SET TASK
Please copy the data starting at the line containing "We need the location of the car" and ending at the line containing "[361,195,781,242]", both included, with the requests kept in. Shift every bounding-box coordinate in the answers by -52.

----- DATASET

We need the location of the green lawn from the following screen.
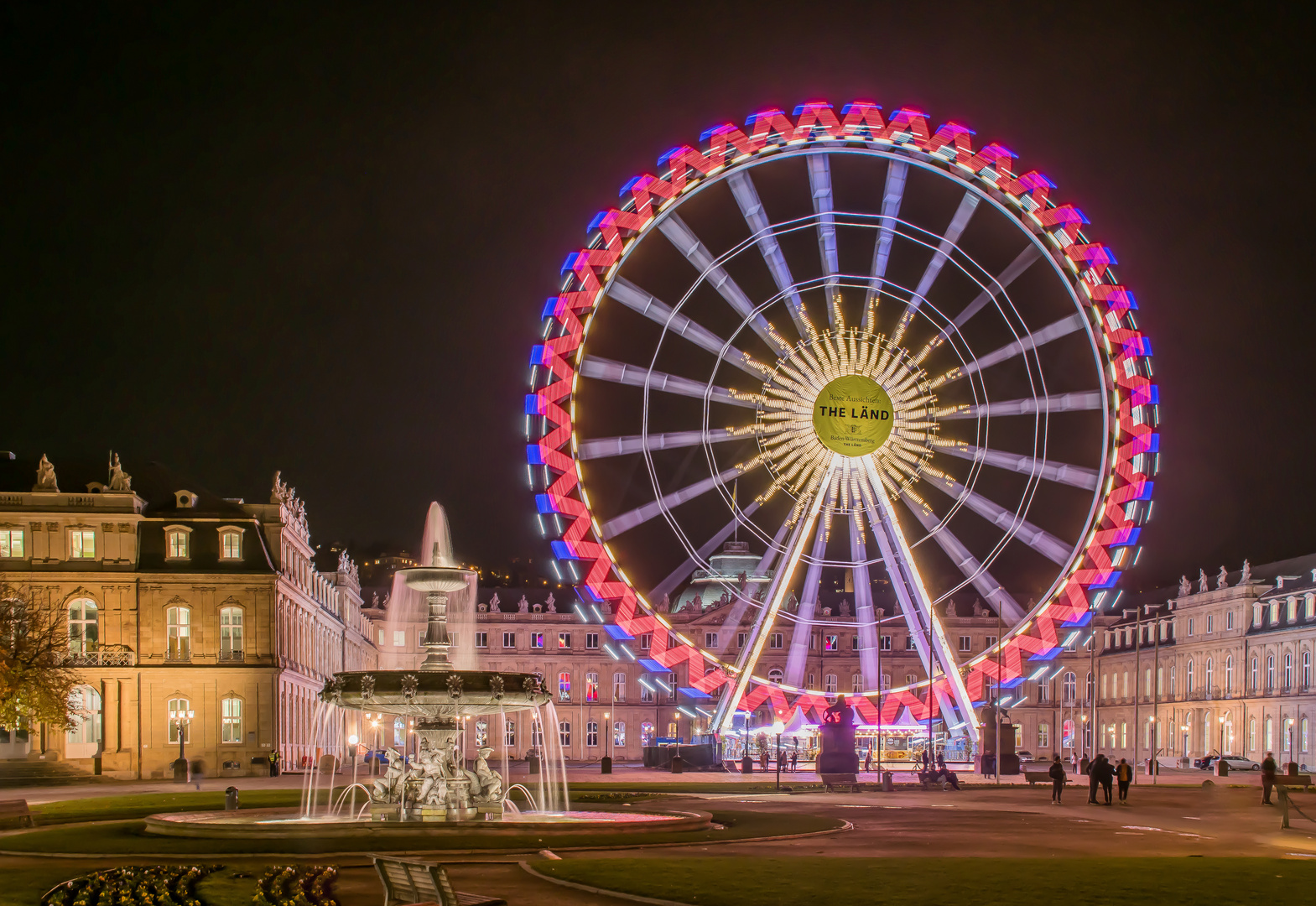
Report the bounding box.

----------
----- DATASET

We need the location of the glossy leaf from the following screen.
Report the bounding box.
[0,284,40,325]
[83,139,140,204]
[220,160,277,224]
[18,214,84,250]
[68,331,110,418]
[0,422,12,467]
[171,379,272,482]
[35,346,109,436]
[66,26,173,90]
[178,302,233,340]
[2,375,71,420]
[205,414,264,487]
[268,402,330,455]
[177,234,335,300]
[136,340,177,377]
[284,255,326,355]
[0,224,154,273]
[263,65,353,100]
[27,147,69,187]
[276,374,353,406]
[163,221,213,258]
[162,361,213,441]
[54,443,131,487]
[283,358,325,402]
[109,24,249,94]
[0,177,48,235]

----------
----- DATASET

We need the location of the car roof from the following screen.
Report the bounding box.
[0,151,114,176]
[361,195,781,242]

----------

OUTPUT BELOW
We need the location of the car roof from the following screen.
Report the bounding box.
[-52,99,62,124]
[309,143,729,190]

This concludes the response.